NSG 6999 Week Discussion: Indwelling catheters

NSG 6999 Week Discussion: Indwelling catheters

PICOT study

Indwelling catheters are used in helping manage patient elimination especially when bed ridden or in acute conditions. They are commonly used in ward patient management and currently there are many studies that have been conducted indicating complications with continued use (Nicolle 2016). At times they are used without proper indications and hygiene standards as well as for longer periods of time than required. Thus, in some situations the most appropriate way to prevent that is through use of other alternatives such as external sheath condoms, suprapubic catheters, protective garment, and intermittent catheterization.

There are several nursing considerations that should be made to prevent complication with catheter insertion. Catheter associated urinary tract infections (CAUTIs) are among the most common hospital acquired infections hence need for effective management to prevent the occurrence. One of the best ways to prevent the infections is the use of evidence based practices (Umer et al.,2016). The primary evidence based practice for the prevention is the management of the duration of catheter inserted. Additionally, there is the use of the smallest antimicrobial impregnated catheter, proper documentation to manage the period of catheterization, regular check-ups and a reminder system that warns the physicians on checking on the patients.

The CAUTIs account for more than 80% of the hospital acquired infections and thus through proper management the nurses and physicians can reduce the risk of occurrence. They should be used when most appropriate and needed and not just for the sake. Extreme care should be considered when securing the catheter and the period of use should be properly assessed to prevent prolonged use. According to the recent studies on the infections, most of the patients on hospitals are those with the catheters. Among the patients in 66 European hospitals, 17.5% of the patients were having catheters. In the US, 23.6% of the patients had indwelling catheters in 183 hospitals.


Nicolle, L. E. (2016). Catheter Matters. infection control & hospital epidemiology, 37(3), 334-    336.

Umer, A. F. F. A. N., Shapiro, D. S., Hughes, C. H. R. I. S., Ross-Richardson, C. Y. N. T. H. I.    A., & Ellner, S. C. O. T. T. (2016). The use of an indwelling catheter protocol to reduce           rates of postoperative urinary tract infections. Conn Med, 80(4), 197-203.

■ **Dataset excerpts**
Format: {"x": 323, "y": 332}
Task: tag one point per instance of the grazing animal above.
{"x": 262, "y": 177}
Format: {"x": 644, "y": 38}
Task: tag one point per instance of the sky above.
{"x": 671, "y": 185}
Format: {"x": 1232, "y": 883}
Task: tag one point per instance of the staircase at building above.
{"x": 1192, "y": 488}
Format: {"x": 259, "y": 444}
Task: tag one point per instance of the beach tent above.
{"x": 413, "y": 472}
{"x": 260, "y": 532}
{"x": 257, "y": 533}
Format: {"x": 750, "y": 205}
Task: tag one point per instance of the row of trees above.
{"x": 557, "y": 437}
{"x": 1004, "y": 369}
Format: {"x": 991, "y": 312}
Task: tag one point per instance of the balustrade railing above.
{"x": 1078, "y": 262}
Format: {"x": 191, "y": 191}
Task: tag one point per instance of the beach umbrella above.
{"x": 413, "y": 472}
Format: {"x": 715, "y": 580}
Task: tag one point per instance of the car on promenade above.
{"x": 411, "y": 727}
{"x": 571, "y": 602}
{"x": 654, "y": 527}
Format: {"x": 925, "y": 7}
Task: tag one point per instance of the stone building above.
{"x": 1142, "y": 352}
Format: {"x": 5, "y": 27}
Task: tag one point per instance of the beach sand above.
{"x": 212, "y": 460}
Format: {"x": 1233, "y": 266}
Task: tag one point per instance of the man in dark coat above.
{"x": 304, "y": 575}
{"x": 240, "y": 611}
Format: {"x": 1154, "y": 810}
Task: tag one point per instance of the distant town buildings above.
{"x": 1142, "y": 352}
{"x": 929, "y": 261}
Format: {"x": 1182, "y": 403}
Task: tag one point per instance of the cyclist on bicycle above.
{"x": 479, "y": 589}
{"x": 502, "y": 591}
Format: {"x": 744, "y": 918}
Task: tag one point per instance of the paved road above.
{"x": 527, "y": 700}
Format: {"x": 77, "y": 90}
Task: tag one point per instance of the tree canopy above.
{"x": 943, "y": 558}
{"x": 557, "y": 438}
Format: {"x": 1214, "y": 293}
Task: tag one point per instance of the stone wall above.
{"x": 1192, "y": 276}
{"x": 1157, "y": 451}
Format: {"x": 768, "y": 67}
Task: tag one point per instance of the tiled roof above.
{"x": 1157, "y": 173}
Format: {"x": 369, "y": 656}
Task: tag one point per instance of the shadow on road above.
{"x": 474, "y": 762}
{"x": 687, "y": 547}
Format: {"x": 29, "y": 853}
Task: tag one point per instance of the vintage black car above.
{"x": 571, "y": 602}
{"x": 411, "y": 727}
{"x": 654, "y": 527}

■ **Prompt**
In the discussion on indwelling catheters, what percentage of patients in 66 European hospitals had catheters?

■ **Answer box**
17.5% of the patients had catheters.